**SUPPLIED DATA**
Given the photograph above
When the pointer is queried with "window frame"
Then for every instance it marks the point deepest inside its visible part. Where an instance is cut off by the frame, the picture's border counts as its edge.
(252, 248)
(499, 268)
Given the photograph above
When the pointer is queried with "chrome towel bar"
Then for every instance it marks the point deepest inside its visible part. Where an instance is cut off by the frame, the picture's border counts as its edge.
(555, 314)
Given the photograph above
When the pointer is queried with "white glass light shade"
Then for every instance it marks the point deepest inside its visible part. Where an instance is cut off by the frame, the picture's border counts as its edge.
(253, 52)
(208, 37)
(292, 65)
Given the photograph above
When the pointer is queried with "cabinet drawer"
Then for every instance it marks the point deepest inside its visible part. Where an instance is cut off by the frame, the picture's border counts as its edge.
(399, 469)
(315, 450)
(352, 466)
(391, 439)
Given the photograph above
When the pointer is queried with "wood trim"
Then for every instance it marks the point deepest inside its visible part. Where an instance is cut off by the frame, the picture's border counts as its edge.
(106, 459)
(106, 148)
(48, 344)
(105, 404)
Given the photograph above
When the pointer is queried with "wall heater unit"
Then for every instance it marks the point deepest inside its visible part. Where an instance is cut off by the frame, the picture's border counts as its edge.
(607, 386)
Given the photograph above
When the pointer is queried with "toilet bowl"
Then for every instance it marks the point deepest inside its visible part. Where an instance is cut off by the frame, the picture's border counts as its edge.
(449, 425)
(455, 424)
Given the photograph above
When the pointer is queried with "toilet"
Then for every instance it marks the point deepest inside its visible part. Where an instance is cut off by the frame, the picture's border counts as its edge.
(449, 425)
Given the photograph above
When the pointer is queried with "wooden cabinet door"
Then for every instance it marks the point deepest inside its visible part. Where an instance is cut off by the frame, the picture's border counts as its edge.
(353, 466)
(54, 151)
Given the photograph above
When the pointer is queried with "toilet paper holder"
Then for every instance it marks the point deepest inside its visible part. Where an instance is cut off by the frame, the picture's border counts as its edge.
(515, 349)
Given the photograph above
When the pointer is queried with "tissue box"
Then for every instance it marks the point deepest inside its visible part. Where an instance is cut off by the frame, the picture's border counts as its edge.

**DIRECTIONS FOR THIS TASK**
Please output the complete listing without any alteration.

**ANSWER BOX**
Given the photograph above
When the pointer is queried with "window frame"
Then for every instance it marks the point deepest inside its visible part. Where an instance is cut off by the frame, the picture's border counts as its edge.
(252, 248)
(499, 268)
Given the photograph above
When the pointer is queried with "chrome towel bar"
Then for every instance it marks the point deepest inside its visible part. Where an instance is cut off by the frame, the picture's border counts as its edge.
(555, 314)
Given the photograph above
When the pointer is queried with "white glass light shade"
Then for every instance it marks the point deepest inside its visible part. Where an instance is cut off by the frame, the picture's border counts as its edge.
(253, 52)
(208, 37)
(292, 65)
Given the photograph above
When the pointer is queried with "cabinet drawer"
Then for every instance it marks the point deepest inside its visible part. Where an instance is cut off by the frame, the picture's border counts as its edge.
(399, 469)
(315, 450)
(352, 466)
(391, 439)
Given the photograph above
When the pointer is queried with "wood trim"
Then for every instance it marks the point deepest inside its visible part. Where an instance is cut off by the frame, the picture's border counts as its edge.
(106, 459)
(106, 148)
(48, 344)
(105, 404)
Given the photograph above
When the pointer is queried with "wall heater unit"
Then for every instance it marks the point deepest inside its visible part. Where an instance is cut off by the frame, the picture's border counts as its edge.
(607, 386)
Given the photograph above
When the pointer is queried with "toilet bowl"
Then for every instance it marks the point deepest inside its visible part. Where an instance is cut off by the frame, the picture's border counts as its edge.
(449, 425)
(455, 424)
Given the photograph above
When the pointer is queried with "toilet"
Then for every instance it marks the point deepest inside its visible part. Where an instance is cut off by the frame, the picture's border counts as its edge.
(449, 425)
Given the photograph above
When the pointer is queried with "wooden cabinet door"
Then for every instance it marks the point deepest inside its visible part. Where an instance is cut off by the frame, the picture's border counts as its edge.
(353, 466)
(54, 151)
Given the photograph above
When the pointer is queried with "toilet paper holder"
Then for every instance it marks the point deepest inside its visible part. Where an instance is cut off by the frame, the picture's border counts as its edge.
(515, 349)
Given the photograph above
When the pointer is queried with "tissue box"
Then for every instance it marks the point deepest inside its visible part. Where an instance is cut off by the frame, the picture's border counts as its edge.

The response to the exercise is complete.